TEXT
[start]

Against the backdrop of an ageing population, M&A deal value in the healthcare sector grew by 31% to a record high of USD435 billion in 2018. This easily surpasses the GDP of Singapore, and reflects the rising influence of the healthcare sector in our world economy.

To help clients understand the key issues that can make or break a deal for healthcare or life sciences, RSM Singapore co-hosted a seminar with Bird & Bird ATMD on 21 October 2019 outlining key considerations commonly encountered in healthcare-related transaction from the valuation, tax, legal and intellectual property (“IP”) perspectives. 

Woo E-sah (Partner, Audit, RSM) set the stage with her presentation on the healthcare industry outlook and some case studies of healthcare M&A deals.  She also shared possible motivations behind mergers and acquisitions such as business diversification, expansion of portfolios or product offerings, and business consolidation.  She then walked the participants through common M&A considerations.  Besides organisational, structural, cultural, synergy and monetary considerations, important considerations are valuation, tax, legal and IP. 

What is my business worth?

“Price is what you pay. Value is what you get." Warren Buffet 

Drawing from his years of industry experience, Terence Ang (Partner, RSM Corporate Advisory) outlined the factors driving the divergence between value and price.  After an overview of valuation concepts, Terence shared practical insights on what business owners can do to enhance the valuation of an M&A transaction.

The key to value creation and reconciliation is in understanding the key business drivers and increasing cash flows of the company.  Strategic initiatives to create & enhance the value of a business include:

  • Fine-tuning business model and key value drivers;
  • Profit improvement via operational factors;
  • Managing financial factors, in particular cashflows;
  • Optimising deal structure; and
  • Protecting and monetising IP.

[end]

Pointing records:
[start]

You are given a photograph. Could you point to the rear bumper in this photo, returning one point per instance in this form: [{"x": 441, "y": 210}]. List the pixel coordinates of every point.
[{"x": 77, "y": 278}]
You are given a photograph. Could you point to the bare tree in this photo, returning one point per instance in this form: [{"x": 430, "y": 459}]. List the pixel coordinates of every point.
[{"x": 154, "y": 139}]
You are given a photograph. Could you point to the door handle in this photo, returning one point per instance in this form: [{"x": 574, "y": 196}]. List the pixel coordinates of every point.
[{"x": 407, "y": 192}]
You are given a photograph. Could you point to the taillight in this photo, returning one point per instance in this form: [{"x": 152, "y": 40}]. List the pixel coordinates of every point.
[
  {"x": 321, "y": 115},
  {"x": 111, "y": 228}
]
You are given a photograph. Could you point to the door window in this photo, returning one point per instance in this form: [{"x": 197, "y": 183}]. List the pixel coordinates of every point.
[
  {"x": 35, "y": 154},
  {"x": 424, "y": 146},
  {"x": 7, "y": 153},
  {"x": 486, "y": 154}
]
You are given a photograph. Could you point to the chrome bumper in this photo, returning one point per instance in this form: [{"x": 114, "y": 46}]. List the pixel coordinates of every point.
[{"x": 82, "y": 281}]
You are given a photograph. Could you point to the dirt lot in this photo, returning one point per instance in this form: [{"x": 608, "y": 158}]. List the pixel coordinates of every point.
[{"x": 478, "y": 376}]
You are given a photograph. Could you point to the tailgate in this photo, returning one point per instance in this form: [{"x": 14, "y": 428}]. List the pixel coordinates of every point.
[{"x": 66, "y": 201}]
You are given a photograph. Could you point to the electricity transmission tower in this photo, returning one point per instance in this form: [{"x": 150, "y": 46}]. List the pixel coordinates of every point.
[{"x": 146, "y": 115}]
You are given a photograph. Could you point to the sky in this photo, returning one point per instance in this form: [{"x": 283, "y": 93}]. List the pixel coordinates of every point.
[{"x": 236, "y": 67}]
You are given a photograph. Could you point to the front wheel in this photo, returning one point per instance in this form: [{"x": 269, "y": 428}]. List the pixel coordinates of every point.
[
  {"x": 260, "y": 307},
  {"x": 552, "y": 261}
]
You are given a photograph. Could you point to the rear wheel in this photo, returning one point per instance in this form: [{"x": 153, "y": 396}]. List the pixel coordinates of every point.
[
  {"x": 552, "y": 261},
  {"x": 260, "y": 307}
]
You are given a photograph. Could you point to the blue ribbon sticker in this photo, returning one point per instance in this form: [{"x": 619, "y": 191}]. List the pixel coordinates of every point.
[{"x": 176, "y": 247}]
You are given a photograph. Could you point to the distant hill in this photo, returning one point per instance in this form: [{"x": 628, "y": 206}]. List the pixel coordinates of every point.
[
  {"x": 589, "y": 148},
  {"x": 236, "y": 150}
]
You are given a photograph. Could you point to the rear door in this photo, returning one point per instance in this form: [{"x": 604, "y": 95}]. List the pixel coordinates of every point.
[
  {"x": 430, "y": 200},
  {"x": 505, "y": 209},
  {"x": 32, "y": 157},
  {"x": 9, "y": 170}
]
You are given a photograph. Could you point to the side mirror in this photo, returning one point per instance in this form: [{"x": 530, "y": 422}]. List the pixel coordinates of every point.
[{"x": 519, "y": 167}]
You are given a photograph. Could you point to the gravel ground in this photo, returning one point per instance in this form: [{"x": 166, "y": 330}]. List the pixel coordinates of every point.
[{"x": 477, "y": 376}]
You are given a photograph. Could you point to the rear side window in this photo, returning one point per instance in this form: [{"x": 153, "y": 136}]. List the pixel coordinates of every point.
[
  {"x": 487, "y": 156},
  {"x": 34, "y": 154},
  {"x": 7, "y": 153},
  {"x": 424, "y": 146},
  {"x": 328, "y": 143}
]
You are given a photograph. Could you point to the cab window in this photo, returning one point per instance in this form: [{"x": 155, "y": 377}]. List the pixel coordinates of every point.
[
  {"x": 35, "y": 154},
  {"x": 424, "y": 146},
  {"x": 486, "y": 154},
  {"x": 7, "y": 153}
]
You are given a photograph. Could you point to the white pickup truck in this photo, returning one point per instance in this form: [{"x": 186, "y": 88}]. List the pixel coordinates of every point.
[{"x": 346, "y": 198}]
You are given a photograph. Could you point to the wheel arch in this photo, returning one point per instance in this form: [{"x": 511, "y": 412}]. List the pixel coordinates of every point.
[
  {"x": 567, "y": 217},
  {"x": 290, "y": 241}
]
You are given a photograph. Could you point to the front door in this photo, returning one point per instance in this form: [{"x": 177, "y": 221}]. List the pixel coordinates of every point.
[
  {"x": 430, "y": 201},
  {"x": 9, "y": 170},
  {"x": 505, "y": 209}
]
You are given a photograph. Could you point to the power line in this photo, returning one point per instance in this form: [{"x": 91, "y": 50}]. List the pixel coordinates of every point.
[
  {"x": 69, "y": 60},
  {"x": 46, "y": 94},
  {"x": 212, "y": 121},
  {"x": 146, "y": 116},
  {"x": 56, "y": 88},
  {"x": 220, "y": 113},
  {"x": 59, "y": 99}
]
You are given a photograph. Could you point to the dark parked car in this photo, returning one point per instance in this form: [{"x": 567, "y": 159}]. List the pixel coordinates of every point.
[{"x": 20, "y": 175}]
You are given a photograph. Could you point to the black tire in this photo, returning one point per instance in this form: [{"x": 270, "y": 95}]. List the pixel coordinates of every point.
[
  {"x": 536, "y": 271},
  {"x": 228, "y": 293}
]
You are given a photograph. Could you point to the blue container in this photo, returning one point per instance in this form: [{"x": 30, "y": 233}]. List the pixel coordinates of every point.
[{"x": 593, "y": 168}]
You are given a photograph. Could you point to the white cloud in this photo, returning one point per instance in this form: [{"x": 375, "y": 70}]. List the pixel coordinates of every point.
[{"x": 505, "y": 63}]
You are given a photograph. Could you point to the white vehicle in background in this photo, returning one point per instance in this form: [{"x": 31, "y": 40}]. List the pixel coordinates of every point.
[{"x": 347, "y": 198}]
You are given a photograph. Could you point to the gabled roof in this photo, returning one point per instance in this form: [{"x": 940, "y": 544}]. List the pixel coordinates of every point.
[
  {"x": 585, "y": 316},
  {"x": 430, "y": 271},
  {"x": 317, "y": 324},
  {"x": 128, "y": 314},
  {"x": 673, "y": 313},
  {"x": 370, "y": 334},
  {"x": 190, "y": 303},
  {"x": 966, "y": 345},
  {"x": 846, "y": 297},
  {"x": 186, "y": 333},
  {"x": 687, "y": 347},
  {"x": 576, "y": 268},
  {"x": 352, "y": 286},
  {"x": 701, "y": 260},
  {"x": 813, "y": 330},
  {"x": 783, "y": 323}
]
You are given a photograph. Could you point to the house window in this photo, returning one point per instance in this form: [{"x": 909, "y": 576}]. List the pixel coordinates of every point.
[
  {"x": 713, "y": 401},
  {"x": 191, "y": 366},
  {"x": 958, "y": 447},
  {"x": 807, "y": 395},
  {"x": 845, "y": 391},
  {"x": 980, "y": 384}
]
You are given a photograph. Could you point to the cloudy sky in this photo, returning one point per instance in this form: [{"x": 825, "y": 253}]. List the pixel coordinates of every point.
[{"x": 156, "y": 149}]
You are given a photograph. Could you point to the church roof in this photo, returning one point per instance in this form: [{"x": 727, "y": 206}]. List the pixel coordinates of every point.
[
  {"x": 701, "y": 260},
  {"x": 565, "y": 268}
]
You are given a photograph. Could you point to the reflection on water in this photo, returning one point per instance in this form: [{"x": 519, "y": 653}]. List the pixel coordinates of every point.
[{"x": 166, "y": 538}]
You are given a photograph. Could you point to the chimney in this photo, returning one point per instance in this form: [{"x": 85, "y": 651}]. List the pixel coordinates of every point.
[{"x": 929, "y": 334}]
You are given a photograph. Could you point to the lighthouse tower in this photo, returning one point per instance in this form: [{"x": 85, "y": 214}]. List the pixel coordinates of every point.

[end]

BRIEF
Reproduce the passage of the healthcare M&A seminar text word for word, starting at "Woo E-sah (Partner, Audit, RSM)" and ending at "my business worth?".

REPLY TO THE EXERCISE
Woo E-sah (Partner, Audit, RSM) set the stage with her presentation on the healthcare industry outlook and some case studies of healthcare M&A deals.  She also shared possible motivations behind mergers and acquisitions such as business diversification, expansion of portfolios or product offerings, and business consolidation.  She then walked the participants through common M&A considerations.  Besides organisational, structural, cultural, synergy and monetary considerations, important considerations are valuation, tax, legal and IP. 

What is my business worth?